**DIRECTIVE 1:** List every bracketed reference number cited in the passage about C3 and ecosystem service values.

**EXTRACT TO READ:**

========================================================================

According to previous research results, higher C3 means growth of GDP and an increase in population; urban built-up areas and industrial and mining areas often would undergo more intense development activities in this case. This process of continuous expansion of impervious areas is always accompanied by changes in the ecological environment and the loss of natural habitats [55]. And economic growth often comes with an increased demand for natural resources, which usually means an increased pressure on the natural environment [56], especially the destruction and fragmentation of habitats, which reduces the total value of ESVs. And C3 indeed leaves a negative impact on ESVs in most areas of the study area; this result is consistent with previous findings. However, in large areas of forest land and a small area of farmland, C3 shows a positive impact on ESVs, which is contrary to general research findings. This phenomenon may be caused in some cases in which forest land areas have used their natural resources to develop industries such as eco-tourism. Such development methods of such industries have increased economic income while protecting the environment [57]. In addition, urbanization and ecological compensation policies may also be employed. As urbanization progresses and population density increases, ecosystem services are threatened, and local governments may take a series of ecological compensation measures to enhance or protect ecological services, and forest land may benefit more from these policies [58]. However, C3 had a significantly negative impact on the forest land in the south of Liyang. The reason is that due to improper economic activities, its landscape of forest land has been cut and fragmented to a much higher degree than other mountainous areas, resulting in the shrinking of habitat patches, reducing the connectivity of the ecosystem and even further affecting the value of water yield and carbon storage. The expansion of the negative impact area of C3 in forest land indicates that the intensity of improper human disturbance to the ecosystem has increased in the five years studied, which is consistent with the results of landscape pattern index calculations that show an increase in landscape fragmentation in this area.

========================================================================

**RECORDS SUPPLIED:**
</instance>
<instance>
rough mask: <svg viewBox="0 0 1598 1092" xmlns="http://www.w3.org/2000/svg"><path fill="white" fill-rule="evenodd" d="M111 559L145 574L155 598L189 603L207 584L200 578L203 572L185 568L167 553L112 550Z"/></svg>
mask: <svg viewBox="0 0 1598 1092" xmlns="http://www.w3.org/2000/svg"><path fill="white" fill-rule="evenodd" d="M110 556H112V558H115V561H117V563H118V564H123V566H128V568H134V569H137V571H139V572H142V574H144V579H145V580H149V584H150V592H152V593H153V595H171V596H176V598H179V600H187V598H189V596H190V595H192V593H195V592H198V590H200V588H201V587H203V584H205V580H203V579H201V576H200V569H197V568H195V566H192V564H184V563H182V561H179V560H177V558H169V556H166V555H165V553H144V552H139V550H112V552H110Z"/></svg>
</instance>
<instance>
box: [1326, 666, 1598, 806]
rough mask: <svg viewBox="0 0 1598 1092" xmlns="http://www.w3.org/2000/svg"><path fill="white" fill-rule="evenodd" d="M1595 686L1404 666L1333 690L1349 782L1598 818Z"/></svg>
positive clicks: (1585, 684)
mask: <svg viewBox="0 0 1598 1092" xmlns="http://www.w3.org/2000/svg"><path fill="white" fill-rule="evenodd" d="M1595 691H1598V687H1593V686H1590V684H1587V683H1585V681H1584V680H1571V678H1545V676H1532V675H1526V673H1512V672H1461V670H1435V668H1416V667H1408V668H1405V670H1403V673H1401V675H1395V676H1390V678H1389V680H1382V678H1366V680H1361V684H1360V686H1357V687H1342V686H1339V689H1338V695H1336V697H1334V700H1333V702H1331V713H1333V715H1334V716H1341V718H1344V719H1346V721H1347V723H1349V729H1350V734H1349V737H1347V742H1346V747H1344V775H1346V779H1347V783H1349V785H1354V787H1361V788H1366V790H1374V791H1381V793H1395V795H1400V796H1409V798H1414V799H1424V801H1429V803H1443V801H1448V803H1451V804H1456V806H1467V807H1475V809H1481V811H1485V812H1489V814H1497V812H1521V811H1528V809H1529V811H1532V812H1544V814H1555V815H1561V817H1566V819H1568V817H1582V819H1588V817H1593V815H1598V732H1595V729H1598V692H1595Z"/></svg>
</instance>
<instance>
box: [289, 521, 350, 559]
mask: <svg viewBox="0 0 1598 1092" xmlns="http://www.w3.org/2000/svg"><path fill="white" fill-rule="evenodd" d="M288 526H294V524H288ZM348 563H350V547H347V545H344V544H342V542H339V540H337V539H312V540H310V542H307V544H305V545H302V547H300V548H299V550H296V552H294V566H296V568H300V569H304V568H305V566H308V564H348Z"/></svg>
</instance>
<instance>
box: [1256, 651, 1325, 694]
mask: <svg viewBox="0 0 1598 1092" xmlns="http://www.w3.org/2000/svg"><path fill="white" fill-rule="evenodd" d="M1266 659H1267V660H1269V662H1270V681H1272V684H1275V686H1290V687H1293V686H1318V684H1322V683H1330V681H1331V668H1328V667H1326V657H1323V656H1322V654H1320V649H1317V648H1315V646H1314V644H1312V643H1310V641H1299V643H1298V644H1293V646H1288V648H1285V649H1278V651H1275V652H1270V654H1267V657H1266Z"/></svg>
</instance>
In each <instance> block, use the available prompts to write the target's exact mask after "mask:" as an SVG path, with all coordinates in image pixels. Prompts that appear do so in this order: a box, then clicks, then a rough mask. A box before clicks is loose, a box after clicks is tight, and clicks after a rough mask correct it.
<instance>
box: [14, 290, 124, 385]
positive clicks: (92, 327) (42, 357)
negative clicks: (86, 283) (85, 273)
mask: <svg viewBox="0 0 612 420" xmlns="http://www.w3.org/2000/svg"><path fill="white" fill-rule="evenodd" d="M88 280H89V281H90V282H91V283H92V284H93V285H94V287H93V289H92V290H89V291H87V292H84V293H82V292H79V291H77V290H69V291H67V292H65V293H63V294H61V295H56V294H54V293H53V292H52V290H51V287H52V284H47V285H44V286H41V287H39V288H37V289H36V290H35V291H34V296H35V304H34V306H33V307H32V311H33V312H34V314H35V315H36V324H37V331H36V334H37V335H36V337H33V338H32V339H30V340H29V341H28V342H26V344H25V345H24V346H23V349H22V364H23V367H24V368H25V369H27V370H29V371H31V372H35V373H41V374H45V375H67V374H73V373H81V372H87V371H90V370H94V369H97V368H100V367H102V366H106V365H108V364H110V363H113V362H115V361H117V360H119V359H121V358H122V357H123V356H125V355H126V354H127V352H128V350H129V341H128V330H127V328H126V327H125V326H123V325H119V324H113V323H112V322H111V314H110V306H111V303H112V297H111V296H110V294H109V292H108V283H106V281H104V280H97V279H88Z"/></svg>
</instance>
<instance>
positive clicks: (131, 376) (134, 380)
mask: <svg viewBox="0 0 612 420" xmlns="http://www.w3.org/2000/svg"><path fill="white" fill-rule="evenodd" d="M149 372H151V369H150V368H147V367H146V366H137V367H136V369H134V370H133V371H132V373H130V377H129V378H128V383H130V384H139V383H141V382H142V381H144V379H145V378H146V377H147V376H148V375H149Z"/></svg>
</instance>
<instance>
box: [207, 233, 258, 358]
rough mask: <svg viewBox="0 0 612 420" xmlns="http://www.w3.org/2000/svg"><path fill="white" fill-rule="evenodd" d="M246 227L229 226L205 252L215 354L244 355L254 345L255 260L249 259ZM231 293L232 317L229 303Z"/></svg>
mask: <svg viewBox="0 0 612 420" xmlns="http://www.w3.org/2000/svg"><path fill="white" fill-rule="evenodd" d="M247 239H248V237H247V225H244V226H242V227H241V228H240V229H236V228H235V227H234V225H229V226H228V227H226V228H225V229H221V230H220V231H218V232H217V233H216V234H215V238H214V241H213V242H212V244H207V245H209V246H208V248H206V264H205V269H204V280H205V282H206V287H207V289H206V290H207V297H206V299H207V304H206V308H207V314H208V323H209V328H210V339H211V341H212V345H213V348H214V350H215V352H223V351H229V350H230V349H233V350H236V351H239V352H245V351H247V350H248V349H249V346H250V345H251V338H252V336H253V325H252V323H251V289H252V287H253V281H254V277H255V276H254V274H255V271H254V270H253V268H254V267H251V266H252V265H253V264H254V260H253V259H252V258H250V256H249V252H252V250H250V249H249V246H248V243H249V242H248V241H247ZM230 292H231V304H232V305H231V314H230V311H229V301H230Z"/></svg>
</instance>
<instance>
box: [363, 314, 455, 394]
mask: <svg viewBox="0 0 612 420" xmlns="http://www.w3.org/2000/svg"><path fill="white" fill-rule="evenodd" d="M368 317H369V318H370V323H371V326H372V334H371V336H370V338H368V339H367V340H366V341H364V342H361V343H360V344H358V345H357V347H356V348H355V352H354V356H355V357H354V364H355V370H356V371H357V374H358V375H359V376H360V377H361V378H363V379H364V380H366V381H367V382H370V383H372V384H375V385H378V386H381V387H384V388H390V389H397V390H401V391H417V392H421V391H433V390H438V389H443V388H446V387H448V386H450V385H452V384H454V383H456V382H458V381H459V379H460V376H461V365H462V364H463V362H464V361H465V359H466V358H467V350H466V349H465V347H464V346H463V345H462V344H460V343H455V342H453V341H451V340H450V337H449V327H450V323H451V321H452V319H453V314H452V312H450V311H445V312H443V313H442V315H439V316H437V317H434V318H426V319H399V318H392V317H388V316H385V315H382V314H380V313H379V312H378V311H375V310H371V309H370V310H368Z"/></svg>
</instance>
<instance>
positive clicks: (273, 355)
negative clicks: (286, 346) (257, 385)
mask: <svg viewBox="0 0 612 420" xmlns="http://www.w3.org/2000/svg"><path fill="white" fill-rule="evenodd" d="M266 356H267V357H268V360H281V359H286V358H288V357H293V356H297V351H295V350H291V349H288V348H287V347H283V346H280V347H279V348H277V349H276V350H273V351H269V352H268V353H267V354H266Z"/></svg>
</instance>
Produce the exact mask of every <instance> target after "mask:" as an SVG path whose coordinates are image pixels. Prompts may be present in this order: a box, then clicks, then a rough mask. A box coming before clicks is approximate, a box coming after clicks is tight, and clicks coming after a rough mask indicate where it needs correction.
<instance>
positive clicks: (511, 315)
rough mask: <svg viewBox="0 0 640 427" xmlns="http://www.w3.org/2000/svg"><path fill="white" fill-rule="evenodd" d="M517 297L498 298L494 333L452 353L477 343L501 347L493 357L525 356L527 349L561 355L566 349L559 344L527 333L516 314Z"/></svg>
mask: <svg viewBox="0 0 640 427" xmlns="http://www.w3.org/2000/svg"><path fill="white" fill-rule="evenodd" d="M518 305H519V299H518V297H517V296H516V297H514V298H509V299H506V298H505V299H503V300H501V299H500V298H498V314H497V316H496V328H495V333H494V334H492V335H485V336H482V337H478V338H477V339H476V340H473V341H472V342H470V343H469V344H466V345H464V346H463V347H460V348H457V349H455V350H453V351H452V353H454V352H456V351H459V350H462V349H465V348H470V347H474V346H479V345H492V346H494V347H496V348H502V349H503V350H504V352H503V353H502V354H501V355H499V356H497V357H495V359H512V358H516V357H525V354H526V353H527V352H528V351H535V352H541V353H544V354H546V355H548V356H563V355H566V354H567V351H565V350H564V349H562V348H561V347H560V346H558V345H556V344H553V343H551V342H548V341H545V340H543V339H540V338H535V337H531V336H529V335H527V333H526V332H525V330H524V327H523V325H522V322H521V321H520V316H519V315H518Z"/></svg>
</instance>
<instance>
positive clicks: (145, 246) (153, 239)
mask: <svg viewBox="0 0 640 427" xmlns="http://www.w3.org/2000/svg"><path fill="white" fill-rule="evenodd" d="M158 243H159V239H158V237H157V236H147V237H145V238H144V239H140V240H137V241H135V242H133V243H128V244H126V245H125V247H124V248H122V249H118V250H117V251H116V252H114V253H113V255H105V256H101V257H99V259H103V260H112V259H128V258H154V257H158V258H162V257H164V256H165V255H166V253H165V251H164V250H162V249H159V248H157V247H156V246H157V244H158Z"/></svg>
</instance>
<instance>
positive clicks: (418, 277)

========================================================================

**DIRECTIVE 2:** Quote the entries from their very beginning through the line containing "559L145 574L155 598L189", with both ends included.

**TASK RESULT 1:** [55], [56], [57], [58]

**TASK RESULT 2:**
</instance>
<instance>
rough mask: <svg viewBox="0 0 1598 1092" xmlns="http://www.w3.org/2000/svg"><path fill="white" fill-rule="evenodd" d="M111 559L145 574L155 598L189 603L207 584L200 578L203 572L185 568L167 553L112 550Z"/></svg>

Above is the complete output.